WHAT TO DO: Please quote the part of the text below on Labour's spending cuts between "Reports started to" and "would be limited.", inclusive.

How would you like your cuts? Performed with a scalpel or a chainsaw? Done reluctantly and sensitively by people who will shield your local hospital and school from the blade, or by people who are foaming at the mouth with excitement at the prospect of reducing the size of the state? Peter Mandelson’s speech to Progress on Monday revealed the bare bones of Labour’s election strategy. By the weekend, the strategy has neither unravelled under Tory scrutiny, nor being fatally undermined by our own side briefing against it. If it can survive a week, perhaps at last we have a strategy which we can take into the election next May. Certainly Labour’s decision to make it ‘nice’ Labour cuts versus ‘nasty’ Tory cuts is more robust than the ‘investment versus cuts’ line which was the backdrop to our defeats in several elections since 2007.

If a life in politics teaches you anything, it is that people are not stupid. People want better public services, and overwhelmingly remain committed to state schools, the National Health Service and other collective services. Importantly, the salaried middle-classes – what the admen would call ABC1s – in Britain have not opted out of the NHS or local school in favour of private options. But people’s commitment is conditional. It rests on public services being fair and efficient, and it relies on standards being high and consistently improving.

That’s why New Labour’s crusade to reform public services was not only the right thing to do to cut waiting lists for operations, reduce class sizes, and put more police on the streets, but also the right thing to do politically, as an election-winning strategy. If that meant ministers were ritually booed and barracked at trade union conferences, then so much the better. There’s an enduring image of education secretary David Blunkett being surrounded by bawling, swivel-eyed Trotskyists at some education union conference, and I am pretty sure that most people watching would have sided with the minister over the mob. The nuances of education reform may be lost on most parents, but if the unions are angry, Labour must be doing something right.

Without a strong commitment to public service reform, few will trust Labour’s commitment to make the cuts without major pain. A Populus opinion poll in the Times this morning suggests that Labour is lagging behind on the major issues. On improving the NHS, the Tories lead Labour by three points (up 10). On improving standards in schools, the Tories lead by six points (up 11). They are 18 points ahead on ‘dealing with crime and anti-social behaviour’ (up 8). They also lead on managing the economy well, getting the balance right between tax and spending, tackling climate change, immigration, dealing with the recession, and representing Britain in the EU. Partly, this reflects the overall unpopularity of Labour. But the hard truth is that it also reflects the impression that Labour has rowed back on public service reforms, especially in the NHS and the ‘respect’ agenda to tackle anti-social behaviour, since 2007.

Reports started to appear such as this from the Telegraph on 26 July 2007, ‘Alan Johnson, the new Health Secretary, laid out his plans for the NHS yesterday, promising that the involvement of the private sector would be limited.

SOURCE MATERIAL:
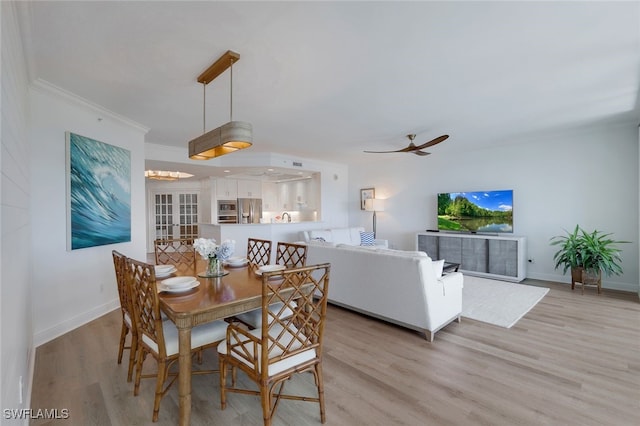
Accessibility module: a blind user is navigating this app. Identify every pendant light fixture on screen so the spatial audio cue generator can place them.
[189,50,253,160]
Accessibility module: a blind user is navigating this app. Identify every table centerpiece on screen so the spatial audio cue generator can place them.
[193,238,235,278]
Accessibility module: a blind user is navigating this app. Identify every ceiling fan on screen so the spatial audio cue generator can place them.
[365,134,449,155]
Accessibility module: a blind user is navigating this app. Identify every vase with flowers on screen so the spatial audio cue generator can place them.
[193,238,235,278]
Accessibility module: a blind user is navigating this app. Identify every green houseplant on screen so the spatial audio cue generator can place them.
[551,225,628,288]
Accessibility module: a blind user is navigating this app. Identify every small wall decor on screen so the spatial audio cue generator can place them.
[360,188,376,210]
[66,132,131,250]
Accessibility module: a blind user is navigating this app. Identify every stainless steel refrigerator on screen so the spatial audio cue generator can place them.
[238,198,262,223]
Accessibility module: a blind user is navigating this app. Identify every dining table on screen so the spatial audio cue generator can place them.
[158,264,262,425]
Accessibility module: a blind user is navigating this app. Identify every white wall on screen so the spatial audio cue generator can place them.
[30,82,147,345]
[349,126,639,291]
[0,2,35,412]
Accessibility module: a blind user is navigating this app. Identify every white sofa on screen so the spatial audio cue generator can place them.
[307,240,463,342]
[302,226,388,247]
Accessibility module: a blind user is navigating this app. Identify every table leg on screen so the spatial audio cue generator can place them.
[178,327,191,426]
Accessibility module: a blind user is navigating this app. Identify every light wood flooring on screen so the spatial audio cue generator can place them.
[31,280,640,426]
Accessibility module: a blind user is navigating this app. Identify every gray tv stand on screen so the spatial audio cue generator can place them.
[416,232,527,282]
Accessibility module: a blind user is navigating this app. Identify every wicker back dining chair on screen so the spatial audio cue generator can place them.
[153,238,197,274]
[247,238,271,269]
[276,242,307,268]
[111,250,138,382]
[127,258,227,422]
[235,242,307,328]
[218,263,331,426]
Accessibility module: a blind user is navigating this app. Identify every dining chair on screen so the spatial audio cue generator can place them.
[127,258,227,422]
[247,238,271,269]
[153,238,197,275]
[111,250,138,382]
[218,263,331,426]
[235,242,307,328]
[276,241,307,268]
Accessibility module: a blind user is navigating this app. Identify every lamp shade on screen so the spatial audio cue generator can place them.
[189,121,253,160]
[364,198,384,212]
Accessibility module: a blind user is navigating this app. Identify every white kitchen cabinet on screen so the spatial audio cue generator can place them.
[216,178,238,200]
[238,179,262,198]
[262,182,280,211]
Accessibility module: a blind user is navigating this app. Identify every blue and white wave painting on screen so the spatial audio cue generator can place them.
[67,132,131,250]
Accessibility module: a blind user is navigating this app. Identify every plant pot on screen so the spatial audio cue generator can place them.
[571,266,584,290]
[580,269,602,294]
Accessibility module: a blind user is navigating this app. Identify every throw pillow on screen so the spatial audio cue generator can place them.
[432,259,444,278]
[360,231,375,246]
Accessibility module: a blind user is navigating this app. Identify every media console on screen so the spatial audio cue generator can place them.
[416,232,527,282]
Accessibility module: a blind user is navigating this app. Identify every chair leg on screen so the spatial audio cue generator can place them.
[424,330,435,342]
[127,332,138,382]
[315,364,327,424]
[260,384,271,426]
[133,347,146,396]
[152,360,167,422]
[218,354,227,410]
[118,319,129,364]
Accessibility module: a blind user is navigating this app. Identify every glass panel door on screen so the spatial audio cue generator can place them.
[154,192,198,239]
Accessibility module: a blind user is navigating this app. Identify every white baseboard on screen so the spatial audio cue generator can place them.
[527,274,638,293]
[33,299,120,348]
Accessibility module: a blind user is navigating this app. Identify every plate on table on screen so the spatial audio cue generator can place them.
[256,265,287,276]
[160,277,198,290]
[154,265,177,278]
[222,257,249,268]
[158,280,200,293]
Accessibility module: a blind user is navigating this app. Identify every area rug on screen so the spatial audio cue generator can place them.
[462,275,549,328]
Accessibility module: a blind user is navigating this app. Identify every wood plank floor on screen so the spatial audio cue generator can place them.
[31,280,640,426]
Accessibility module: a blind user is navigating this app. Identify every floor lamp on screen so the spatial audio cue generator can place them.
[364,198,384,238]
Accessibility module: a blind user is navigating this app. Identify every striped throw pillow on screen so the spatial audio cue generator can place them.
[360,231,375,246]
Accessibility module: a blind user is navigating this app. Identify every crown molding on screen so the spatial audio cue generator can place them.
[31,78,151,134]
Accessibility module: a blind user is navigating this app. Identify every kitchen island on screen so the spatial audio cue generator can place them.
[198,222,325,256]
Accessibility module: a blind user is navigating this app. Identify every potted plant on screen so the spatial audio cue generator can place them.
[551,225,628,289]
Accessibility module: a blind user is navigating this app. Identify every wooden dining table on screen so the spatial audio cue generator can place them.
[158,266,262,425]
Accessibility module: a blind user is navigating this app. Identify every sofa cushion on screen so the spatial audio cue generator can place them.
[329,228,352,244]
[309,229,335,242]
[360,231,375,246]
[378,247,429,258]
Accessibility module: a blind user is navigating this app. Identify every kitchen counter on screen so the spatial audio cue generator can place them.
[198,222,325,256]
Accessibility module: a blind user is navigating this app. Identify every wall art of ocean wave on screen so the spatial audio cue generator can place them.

SOLUTION FOR THIS PROBLEM:
Reports started to appear such as this from the Telegraph on 26 July 2007, ‘Alan Johnson, the new Health Secretary, laid out his plans for the NHS yesterday, promising that the involvement of the private sector would be limited.